The court disagrees with plaintiff’s argument that the case is ripe for decision. Plaintiff relies on
Chertkof v. Mayor & City Council of Baltimore,
497 F.Supp. 1252 (D.Md.1980), and contends that
Chert-kof
is applicable to the case at bar.
The court believes that the instant case is distinguishable from
Chertkof
in a number of ways. The most glaring difference between the two cases is plaintiff’s allegation in
Chertkof
that the governmental taking was to be for private use.
Chertkof
does not deal with federal intervention in a state condemnation procedure when the reported purpose is conceded to be public; this ease does. This court does not disagree with the
Chertkof
court’s statement that “Generally, a case is ripe for adjudication when objective evidence of threatened state action establishes that the need to protect a plaintiff’s rights outweighs the disadvantages of adjudication.”
Chertkof,
497 F.Supp. at 1255 (citing Brilmayer,
The Jurisprudence of Article III: Perspectives on the “Case or Controversy” Requirement,
93 Harv.L.Rev. 297, 299 (1979)). But the threatened condemnation of Langley’s land is for a public, not a private, use. Unlike
Chertkof,
in the case at bar, the potential costs of federal adjudication outweigh the need to protect the plaintiff’s rights.
An analysis of the three deciding factors in
Chertkof
reveals “significant disadvantages to the exercise of jurisdiction at this time.”
Chertkof,
497 F.Supp. at 1257. This case does share with
Chertkof
one factor that weighs in favor of federal adjudication: since the Monroe County Board of Commissioners has “already completed its decision making process respecting the [land to be condemned for the landfill], there is little danger of federal judicial intervention in the local planning process.”
Id.
An examination of the other two factors, however, shows the potential high costs of federal adjudication.

SET OF TASKS:
A. In the court opinion excerpt, list every page number given for volume 497 of F.Supp.
B. Duplicate the stretch of the court opinion excerpt from "The court believes" through "for private use." word for word.
Rely only on the court opinion excerpt.

Point placement records
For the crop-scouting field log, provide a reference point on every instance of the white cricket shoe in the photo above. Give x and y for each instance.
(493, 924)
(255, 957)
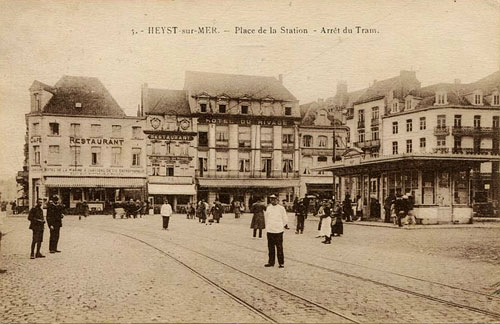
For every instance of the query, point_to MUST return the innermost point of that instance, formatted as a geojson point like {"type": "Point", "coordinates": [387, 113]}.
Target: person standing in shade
{"type": "Point", "coordinates": [258, 221]}
{"type": "Point", "coordinates": [276, 222]}
{"type": "Point", "coordinates": [37, 224]}
{"type": "Point", "coordinates": [54, 220]}
{"type": "Point", "coordinates": [166, 212]}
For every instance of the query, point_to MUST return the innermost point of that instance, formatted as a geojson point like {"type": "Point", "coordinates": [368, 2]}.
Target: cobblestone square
{"type": "Point", "coordinates": [130, 270]}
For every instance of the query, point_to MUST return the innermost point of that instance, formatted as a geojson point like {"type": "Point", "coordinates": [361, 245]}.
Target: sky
{"type": "Point", "coordinates": [43, 40]}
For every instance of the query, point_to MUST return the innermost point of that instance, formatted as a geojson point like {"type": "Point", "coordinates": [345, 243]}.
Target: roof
{"type": "Point", "coordinates": [166, 102]}
{"type": "Point", "coordinates": [236, 86]}
{"type": "Point", "coordinates": [88, 91]}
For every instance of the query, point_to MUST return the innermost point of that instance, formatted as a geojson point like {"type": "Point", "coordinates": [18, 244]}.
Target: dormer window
{"type": "Point", "coordinates": [441, 98]}
{"type": "Point", "coordinates": [395, 106]}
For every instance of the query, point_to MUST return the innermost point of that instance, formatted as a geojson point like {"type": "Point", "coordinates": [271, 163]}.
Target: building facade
{"type": "Point", "coordinates": [82, 146]}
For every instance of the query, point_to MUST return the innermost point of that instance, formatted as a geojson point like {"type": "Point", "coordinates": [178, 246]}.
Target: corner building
{"type": "Point", "coordinates": [247, 137]}
{"type": "Point", "coordinates": [81, 145]}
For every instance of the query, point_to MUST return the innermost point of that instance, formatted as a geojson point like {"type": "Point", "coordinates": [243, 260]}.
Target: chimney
{"type": "Point", "coordinates": [341, 88]}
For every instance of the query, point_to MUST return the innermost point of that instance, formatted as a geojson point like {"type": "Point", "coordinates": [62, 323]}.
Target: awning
{"type": "Point", "coordinates": [85, 182]}
{"type": "Point", "coordinates": [171, 189]}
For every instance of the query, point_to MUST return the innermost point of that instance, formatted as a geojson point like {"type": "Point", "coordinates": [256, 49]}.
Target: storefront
{"type": "Point", "coordinates": [439, 185]}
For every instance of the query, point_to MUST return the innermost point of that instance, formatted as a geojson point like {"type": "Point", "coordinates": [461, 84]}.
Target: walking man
{"type": "Point", "coordinates": [276, 223]}
{"type": "Point", "coordinates": [37, 224]}
{"type": "Point", "coordinates": [166, 212]}
{"type": "Point", "coordinates": [54, 220]}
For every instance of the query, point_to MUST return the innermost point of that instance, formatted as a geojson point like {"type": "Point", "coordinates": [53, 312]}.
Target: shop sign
{"type": "Point", "coordinates": [171, 137]}
{"type": "Point", "coordinates": [244, 121]}
{"type": "Point", "coordinates": [95, 141]}
{"type": "Point", "coordinates": [35, 139]}
{"type": "Point", "coordinates": [98, 172]}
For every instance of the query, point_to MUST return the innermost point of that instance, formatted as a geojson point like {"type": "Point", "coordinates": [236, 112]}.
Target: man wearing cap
{"type": "Point", "coordinates": [276, 223]}
{"type": "Point", "coordinates": [54, 220]}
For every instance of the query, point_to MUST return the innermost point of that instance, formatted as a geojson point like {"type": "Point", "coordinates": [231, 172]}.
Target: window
{"type": "Point", "coordinates": [375, 113]}
{"type": "Point", "coordinates": [409, 125]}
{"type": "Point", "coordinates": [287, 165]}
{"type": "Point", "coordinates": [322, 141]}
{"type": "Point", "coordinates": [441, 140]}
{"type": "Point", "coordinates": [394, 147]}
{"type": "Point", "coordinates": [496, 122]}
{"type": "Point", "coordinates": [496, 99]}
{"type": "Point", "coordinates": [422, 143]}
{"type": "Point", "coordinates": [155, 169]}
{"type": "Point", "coordinates": [361, 135]}
{"type": "Point", "coordinates": [266, 137]}
{"type": "Point", "coordinates": [54, 154]}
{"type": "Point", "coordinates": [441, 121]}
{"type": "Point", "coordinates": [95, 130]}
{"type": "Point", "coordinates": [36, 154]}
{"type": "Point", "coordinates": [36, 129]}
{"type": "Point", "coordinates": [74, 129]}
{"type": "Point", "coordinates": [375, 133]}
{"type": "Point", "coordinates": [116, 156]}
{"type": "Point", "coordinates": [221, 164]}
{"type": "Point", "coordinates": [136, 156]}
{"type": "Point", "coordinates": [116, 131]}
{"type": "Point", "coordinates": [136, 132]}
{"type": "Point", "coordinates": [244, 137]}
{"type": "Point", "coordinates": [477, 121]}
{"type": "Point", "coordinates": [423, 124]}
{"type": "Point", "coordinates": [75, 155]}
{"type": "Point", "coordinates": [409, 146]}
{"type": "Point", "coordinates": [202, 139]}
{"type": "Point", "coordinates": [307, 140]}
{"type": "Point", "coordinates": [96, 155]}
{"type": "Point", "coordinates": [221, 135]}
{"type": "Point", "coordinates": [244, 165]}
{"type": "Point", "coordinates": [54, 129]}
{"type": "Point", "coordinates": [394, 127]}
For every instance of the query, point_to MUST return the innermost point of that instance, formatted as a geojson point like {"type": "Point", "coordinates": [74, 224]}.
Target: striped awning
{"type": "Point", "coordinates": [88, 182]}
{"type": "Point", "coordinates": [171, 189]}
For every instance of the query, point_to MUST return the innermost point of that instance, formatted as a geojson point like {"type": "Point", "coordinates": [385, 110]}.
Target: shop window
{"type": "Point", "coordinates": [75, 155]}
{"type": "Point", "coordinates": [307, 141]}
{"type": "Point", "coordinates": [461, 191]}
{"type": "Point", "coordinates": [36, 154]}
{"type": "Point", "coordinates": [54, 154]}
{"type": "Point", "coordinates": [54, 129]}
{"type": "Point", "coordinates": [136, 156]}
{"type": "Point", "coordinates": [116, 156]}
{"type": "Point", "coordinates": [423, 124]}
{"type": "Point", "coordinates": [96, 155]}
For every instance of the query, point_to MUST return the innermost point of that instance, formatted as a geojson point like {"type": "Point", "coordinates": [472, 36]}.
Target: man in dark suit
{"type": "Point", "coordinates": [37, 224]}
{"type": "Point", "coordinates": [54, 220]}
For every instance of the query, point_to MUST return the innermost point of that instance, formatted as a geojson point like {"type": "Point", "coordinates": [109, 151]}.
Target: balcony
{"type": "Point", "coordinates": [474, 131]}
{"type": "Point", "coordinates": [441, 131]}
{"type": "Point", "coordinates": [368, 144]}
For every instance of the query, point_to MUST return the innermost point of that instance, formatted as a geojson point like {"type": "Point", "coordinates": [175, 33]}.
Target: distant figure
{"type": "Point", "coordinates": [258, 221]}
{"type": "Point", "coordinates": [37, 224]}
{"type": "Point", "coordinates": [301, 214]}
{"type": "Point", "coordinates": [276, 223]}
{"type": "Point", "coordinates": [54, 220]}
{"type": "Point", "coordinates": [166, 212]}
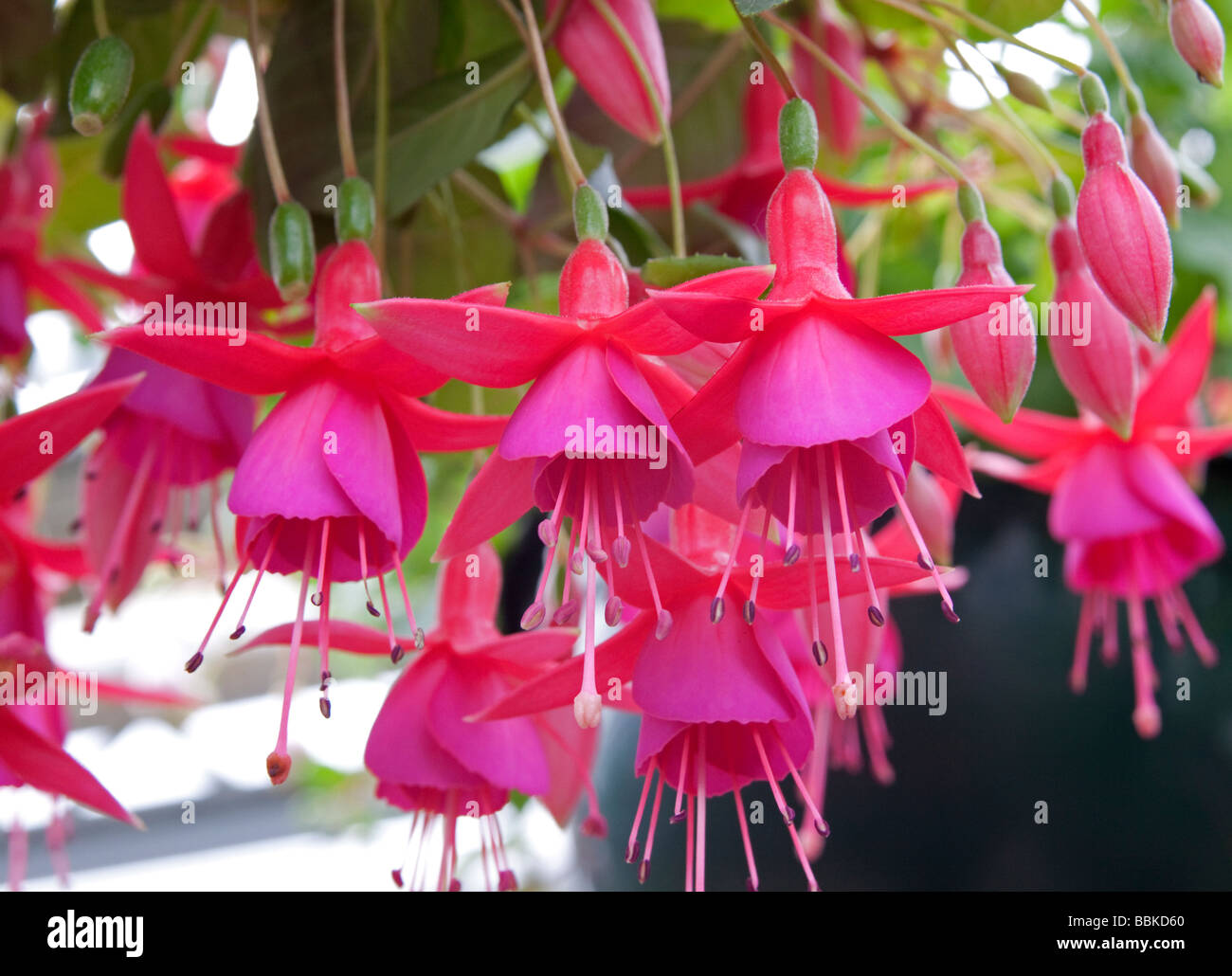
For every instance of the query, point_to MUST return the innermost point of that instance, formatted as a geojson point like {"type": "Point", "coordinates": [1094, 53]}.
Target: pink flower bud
{"type": "Point", "coordinates": [838, 109]}
{"type": "Point", "coordinates": [996, 350]}
{"type": "Point", "coordinates": [1092, 344]}
{"type": "Point", "coordinates": [594, 52]}
{"type": "Point", "coordinates": [1198, 37]}
{"type": "Point", "coordinates": [1153, 160]}
{"type": "Point", "coordinates": [1122, 230]}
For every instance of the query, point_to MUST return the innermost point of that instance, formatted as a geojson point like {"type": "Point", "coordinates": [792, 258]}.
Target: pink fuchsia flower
{"type": "Point", "coordinates": [706, 730]}
{"type": "Point", "coordinates": [173, 435]}
{"type": "Point", "coordinates": [431, 759]}
{"type": "Point", "coordinates": [1099, 368]}
{"type": "Point", "coordinates": [1133, 530]}
{"type": "Point", "coordinates": [28, 187]}
{"type": "Point", "coordinates": [331, 483]}
{"type": "Point", "coordinates": [996, 349]}
{"type": "Point", "coordinates": [596, 56]}
{"type": "Point", "coordinates": [828, 405]}
{"type": "Point", "coordinates": [1124, 233]}
{"type": "Point", "coordinates": [838, 109]}
{"type": "Point", "coordinates": [1198, 36]}
{"type": "Point", "coordinates": [591, 377]}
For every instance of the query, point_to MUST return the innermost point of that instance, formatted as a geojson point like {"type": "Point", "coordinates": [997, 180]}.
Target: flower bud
{"type": "Point", "coordinates": [1092, 344]}
{"type": "Point", "coordinates": [1153, 160]}
{"type": "Point", "coordinates": [356, 214]}
{"type": "Point", "coordinates": [838, 109]}
{"type": "Point", "coordinates": [797, 136]}
{"type": "Point", "coordinates": [292, 250]}
{"type": "Point", "coordinates": [100, 84]}
{"type": "Point", "coordinates": [1122, 230]}
{"type": "Point", "coordinates": [996, 350]}
{"type": "Point", "coordinates": [594, 52]}
{"type": "Point", "coordinates": [1198, 37]}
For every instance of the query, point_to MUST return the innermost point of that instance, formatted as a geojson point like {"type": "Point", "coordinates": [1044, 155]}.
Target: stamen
{"type": "Point", "coordinates": [265, 561]}
{"type": "Point", "coordinates": [925, 560]}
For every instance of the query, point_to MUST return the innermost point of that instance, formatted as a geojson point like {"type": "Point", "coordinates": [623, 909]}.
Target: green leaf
{"type": "Point", "coordinates": [1014, 15]}
{"type": "Point", "coordinates": [666, 273]}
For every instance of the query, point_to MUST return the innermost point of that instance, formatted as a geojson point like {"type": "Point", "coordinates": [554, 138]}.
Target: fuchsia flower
{"type": "Point", "coordinates": [1099, 368]}
{"type": "Point", "coordinates": [742, 190]}
{"type": "Point", "coordinates": [830, 408]}
{"type": "Point", "coordinates": [721, 702]}
{"type": "Point", "coordinates": [591, 373]}
{"type": "Point", "coordinates": [994, 349]}
{"type": "Point", "coordinates": [1124, 233]}
{"type": "Point", "coordinates": [431, 759]}
{"type": "Point", "coordinates": [838, 109]}
{"type": "Point", "coordinates": [331, 483]}
{"type": "Point", "coordinates": [592, 50]}
{"type": "Point", "coordinates": [1133, 530]}
{"type": "Point", "coordinates": [1198, 37]}
{"type": "Point", "coordinates": [28, 184]}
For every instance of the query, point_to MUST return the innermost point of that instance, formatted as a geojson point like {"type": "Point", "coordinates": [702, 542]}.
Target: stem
{"type": "Point", "coordinates": [768, 56]}
{"type": "Point", "coordinates": [989, 28]}
{"type": "Point", "coordinates": [346, 147]}
{"type": "Point", "coordinates": [381, 159]}
{"type": "Point", "coordinates": [1114, 54]}
{"type": "Point", "coordinates": [100, 19]}
{"type": "Point", "coordinates": [181, 50]}
{"type": "Point", "coordinates": [577, 175]}
{"type": "Point", "coordinates": [948, 165]}
{"type": "Point", "coordinates": [272, 163]}
{"type": "Point", "coordinates": [669, 146]}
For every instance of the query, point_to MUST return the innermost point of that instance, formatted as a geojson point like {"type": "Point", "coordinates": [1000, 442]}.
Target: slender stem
{"type": "Point", "coordinates": [669, 146]}
{"type": "Point", "coordinates": [768, 56]}
{"type": "Point", "coordinates": [1114, 54]}
{"type": "Point", "coordinates": [989, 28]}
{"type": "Point", "coordinates": [381, 162]}
{"type": "Point", "coordinates": [577, 175]}
{"type": "Point", "coordinates": [343, 99]}
{"type": "Point", "coordinates": [100, 19]}
{"type": "Point", "coordinates": [181, 49]}
{"type": "Point", "coordinates": [272, 163]}
{"type": "Point", "coordinates": [947, 164]}
{"type": "Point", "coordinates": [1018, 123]}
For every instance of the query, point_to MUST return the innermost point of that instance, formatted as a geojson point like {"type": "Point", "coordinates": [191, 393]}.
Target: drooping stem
{"type": "Point", "coordinates": [272, 163]}
{"type": "Point", "coordinates": [381, 163]}
{"type": "Point", "coordinates": [1132, 95]}
{"type": "Point", "coordinates": [181, 49]}
{"type": "Point", "coordinates": [944, 162]}
{"type": "Point", "coordinates": [341, 95]}
{"type": "Point", "coordinates": [577, 175]}
{"type": "Point", "coordinates": [768, 56]}
{"type": "Point", "coordinates": [669, 147]}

ANSWERS BELOW:
A. 1252, 1255, 1257

B.
The court believes that the instant case is distinguishable from
Chertkof
in a number of ways. The most glaring difference between the two cases is plaintiff’s allegation in
Chertkof
that the governmental taking was to be for private use.